> _About this task_
Filter the material, keeping only lines with the word "positive".

> _Records provided_
************
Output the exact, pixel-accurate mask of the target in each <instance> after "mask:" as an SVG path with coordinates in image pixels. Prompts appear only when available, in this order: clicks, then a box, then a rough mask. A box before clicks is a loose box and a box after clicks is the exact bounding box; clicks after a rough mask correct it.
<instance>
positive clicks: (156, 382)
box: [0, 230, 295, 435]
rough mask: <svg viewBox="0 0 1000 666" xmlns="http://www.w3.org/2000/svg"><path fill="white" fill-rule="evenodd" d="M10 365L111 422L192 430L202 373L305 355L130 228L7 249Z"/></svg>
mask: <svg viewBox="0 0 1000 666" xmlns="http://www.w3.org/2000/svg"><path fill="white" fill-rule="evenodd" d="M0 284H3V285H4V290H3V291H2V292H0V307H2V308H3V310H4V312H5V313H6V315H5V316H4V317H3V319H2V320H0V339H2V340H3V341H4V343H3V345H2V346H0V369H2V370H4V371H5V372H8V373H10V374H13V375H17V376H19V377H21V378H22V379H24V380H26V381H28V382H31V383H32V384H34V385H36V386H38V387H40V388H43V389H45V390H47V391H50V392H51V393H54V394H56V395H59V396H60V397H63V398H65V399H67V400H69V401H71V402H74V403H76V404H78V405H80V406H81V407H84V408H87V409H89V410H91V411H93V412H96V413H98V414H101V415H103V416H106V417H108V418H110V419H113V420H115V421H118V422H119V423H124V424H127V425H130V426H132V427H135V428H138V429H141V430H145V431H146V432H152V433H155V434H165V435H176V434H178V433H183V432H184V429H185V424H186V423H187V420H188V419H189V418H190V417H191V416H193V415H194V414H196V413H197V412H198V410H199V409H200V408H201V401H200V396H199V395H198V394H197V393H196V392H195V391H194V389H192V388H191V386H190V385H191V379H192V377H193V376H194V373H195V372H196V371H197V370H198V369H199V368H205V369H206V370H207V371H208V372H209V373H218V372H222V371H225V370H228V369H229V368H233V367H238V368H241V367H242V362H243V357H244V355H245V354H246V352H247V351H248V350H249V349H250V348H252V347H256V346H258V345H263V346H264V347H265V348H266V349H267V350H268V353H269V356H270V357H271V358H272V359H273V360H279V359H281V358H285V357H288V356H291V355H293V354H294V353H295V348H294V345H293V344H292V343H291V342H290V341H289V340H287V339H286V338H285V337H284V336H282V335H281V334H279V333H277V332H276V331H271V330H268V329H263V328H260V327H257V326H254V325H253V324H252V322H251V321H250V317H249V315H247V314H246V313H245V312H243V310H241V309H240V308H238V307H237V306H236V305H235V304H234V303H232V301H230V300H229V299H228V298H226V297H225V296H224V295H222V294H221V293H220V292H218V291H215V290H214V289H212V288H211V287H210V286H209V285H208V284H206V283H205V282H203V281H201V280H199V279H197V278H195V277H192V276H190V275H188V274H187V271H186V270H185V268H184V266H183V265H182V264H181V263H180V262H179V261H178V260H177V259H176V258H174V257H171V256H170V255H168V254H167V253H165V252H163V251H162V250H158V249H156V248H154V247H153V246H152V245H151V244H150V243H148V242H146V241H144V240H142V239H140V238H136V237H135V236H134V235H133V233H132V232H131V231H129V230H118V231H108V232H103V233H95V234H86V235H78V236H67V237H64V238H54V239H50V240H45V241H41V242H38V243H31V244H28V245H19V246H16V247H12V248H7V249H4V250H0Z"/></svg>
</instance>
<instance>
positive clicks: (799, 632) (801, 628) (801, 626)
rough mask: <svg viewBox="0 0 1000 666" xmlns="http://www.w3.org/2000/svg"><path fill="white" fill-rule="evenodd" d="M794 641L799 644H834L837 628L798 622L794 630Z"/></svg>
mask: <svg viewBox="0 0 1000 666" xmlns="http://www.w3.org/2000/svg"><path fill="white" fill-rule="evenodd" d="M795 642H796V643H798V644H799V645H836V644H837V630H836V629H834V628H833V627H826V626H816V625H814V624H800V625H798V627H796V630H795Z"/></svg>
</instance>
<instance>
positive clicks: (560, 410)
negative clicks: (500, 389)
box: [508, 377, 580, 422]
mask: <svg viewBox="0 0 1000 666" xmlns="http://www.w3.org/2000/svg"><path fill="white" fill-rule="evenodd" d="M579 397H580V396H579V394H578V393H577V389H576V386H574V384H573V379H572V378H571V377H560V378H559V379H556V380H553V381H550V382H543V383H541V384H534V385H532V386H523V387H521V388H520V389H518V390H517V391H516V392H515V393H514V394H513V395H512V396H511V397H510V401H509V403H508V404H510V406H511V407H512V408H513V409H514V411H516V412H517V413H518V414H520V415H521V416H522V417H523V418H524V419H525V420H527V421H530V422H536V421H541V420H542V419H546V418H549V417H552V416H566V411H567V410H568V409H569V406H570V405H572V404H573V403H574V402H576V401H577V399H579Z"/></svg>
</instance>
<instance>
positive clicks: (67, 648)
************
> _Worked solution_
positive clicks: (156, 382)
positive clicks: (799, 632) (801, 628) (801, 626)
positive clicks: (560, 410)
positive clicks: (67, 648)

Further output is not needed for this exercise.